- **Tasks to carry out**
(1) List every weapon or gun type named in the artillery history passage.
(2) Reproduce the portion of the artillery history passage that begins at the words "In 1961 the" and stops after the words "Rovezzano to Pistoia.".

- **Selected extract**
- - -

On 1 April 1964 the regiment's IV Group became once more autonomous as VI Self-propelled Field Artillery Group and was assigned again to the VI Army Corps. On 6 April of the same year the 35th Self-propelled Anti-tank Artillery Regiment and its self-propelled anti-tank groups were disbanded.

After the regiment had been disbanded its traditions, but not its flag, were transferred to the Field Artillery Group "Friuli". That group had been formed on 18 April 1960 with the personnel and materiel of the 8th Field Artillery Regiment's II Mixed Group, which had been ceded on 1 January 1947 by the 35th Field Artillery Regiment to the 8th Field Artillery Regiment. The Field Artillery Group "Friuli" was based in Livorno and consisted of three batteries with QF 25-pounder field guns and one anti-aircraft battery with 40/56 autocannons. On 3 June 1960 the group became an autonomous and was assigned to the Infantry Brigade "Friuli".

In 1961 the group replaced its QF 25-pounder field guns with 105/14 mod. 56 pack howitzers. In 1963 the anti-aircraft battery was disbanded and the group was equipped with towed 105/22 mod. 14/61 howitzers. During the same year the group moved from Livorno to Rovezzano in Florence. For its conduct after the 1966 flood of the Arno the group was awarded a Bronze Medal of Civil Valor, which was affixed to the regiment's flag and is depicted on the regiment's coat of arms. In 1973 the group moved from Rovezzano to Pistoia.

As part of the 1975 army reform the Field Artillery Group "Friuli" was renamed 35th Field Artillery Group "Riolo" on 23 September 1975. To avoid confusion with the support units of the Motorized Brigade "Friuli" the group was named for Riolo, where the 35th Artillery Regiment "Friuli" had distinguished itself in April 1945. The group was assigned to the Motorized Brigade "Friuli" and consisted of a command, a command and services battery, and three batteries with towed M114 155mm howitzers.

- - -

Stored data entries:

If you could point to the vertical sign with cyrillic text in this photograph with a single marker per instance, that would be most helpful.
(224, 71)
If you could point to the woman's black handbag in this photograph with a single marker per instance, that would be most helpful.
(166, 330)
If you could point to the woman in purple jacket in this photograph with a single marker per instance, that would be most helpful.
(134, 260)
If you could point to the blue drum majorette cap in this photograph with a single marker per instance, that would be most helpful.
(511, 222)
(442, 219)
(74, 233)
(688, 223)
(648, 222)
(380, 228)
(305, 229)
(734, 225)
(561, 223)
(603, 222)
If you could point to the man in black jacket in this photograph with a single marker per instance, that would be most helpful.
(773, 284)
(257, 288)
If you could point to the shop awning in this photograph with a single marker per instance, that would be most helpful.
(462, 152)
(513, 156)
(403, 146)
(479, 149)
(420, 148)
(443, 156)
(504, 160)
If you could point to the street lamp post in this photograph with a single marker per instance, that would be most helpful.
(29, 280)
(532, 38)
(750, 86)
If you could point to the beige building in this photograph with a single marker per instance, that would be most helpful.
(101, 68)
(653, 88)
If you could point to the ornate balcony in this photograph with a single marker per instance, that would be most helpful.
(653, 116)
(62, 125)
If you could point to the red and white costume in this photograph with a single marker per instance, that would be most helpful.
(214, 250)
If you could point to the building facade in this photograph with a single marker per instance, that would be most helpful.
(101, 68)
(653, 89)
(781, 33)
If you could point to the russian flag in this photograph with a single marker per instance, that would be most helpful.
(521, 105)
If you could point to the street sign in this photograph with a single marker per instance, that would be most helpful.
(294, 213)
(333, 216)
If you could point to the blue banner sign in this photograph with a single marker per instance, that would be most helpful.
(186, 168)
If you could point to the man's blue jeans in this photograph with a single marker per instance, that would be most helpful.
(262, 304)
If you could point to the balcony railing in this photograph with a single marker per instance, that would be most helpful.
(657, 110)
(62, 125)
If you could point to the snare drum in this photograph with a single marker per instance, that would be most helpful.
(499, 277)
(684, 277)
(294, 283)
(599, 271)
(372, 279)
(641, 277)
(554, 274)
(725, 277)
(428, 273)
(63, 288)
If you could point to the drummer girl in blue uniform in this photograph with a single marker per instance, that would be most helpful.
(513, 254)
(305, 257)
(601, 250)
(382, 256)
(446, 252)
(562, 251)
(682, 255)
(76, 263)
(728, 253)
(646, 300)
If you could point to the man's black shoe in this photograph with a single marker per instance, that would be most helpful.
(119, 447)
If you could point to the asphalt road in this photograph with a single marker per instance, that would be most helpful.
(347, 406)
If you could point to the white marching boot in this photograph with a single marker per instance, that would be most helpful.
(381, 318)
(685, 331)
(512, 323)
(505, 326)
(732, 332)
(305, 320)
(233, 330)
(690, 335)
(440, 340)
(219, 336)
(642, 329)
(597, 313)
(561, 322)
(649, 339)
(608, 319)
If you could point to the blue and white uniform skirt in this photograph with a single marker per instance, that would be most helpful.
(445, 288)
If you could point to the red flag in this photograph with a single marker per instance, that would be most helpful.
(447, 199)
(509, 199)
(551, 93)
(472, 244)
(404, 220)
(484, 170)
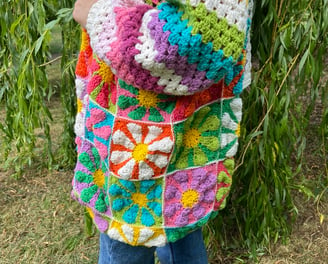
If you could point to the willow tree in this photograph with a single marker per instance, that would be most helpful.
(289, 40)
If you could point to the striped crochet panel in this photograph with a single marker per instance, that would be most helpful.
(177, 49)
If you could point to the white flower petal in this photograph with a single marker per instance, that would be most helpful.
(145, 234)
(153, 133)
(164, 145)
(126, 171)
(136, 131)
(119, 156)
(121, 139)
(159, 160)
(145, 172)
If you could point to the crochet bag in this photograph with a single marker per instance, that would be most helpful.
(158, 115)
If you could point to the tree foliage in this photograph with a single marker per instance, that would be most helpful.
(289, 40)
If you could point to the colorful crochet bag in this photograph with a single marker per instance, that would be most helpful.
(158, 115)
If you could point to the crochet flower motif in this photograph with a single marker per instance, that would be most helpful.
(197, 139)
(98, 125)
(139, 104)
(100, 222)
(231, 128)
(101, 87)
(189, 195)
(137, 236)
(136, 202)
(90, 179)
(140, 151)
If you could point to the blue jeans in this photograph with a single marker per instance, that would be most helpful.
(190, 249)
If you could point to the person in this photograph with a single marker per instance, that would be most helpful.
(158, 121)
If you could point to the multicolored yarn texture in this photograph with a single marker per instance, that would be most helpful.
(159, 114)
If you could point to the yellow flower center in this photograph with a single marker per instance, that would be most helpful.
(105, 72)
(237, 132)
(147, 98)
(140, 199)
(191, 138)
(99, 178)
(92, 215)
(189, 198)
(79, 105)
(140, 152)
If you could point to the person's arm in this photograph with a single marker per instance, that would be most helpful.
(177, 48)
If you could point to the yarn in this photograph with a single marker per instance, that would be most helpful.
(158, 114)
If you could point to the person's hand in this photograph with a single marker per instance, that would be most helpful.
(81, 11)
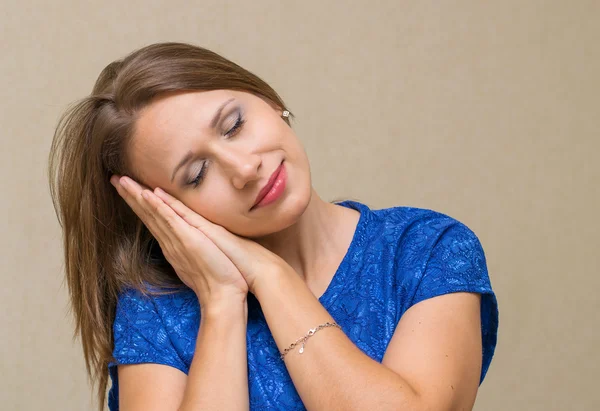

- - -

- **List of answers**
(1)
- QF 25-pounder field guns
- 40/56 autocannons
- 105/14 mod. 56 pack howitzers
- 105/22 mod. 14/61 howitzers
- M114 155mm howitzers

(2)
In 1961 the group replaced its QF 25-pounder field guns with 105/14 mod. 56 pack howitzers. In 1963 the anti-aircraft battery was disbanded and the group was equipped with towed 105/22 mod. 14/61 howitzers. During the same year the group moved from Livorno to Rovezzano in Florence. For its conduct after the 1966 flood of the Arno the group was awarded a Bronze Medal of Civil Valor, which was affixed to the regiment's flag and is depicted on the regiment's coat of arms. In 1973 the group moved from Rovezzano to Pistoia.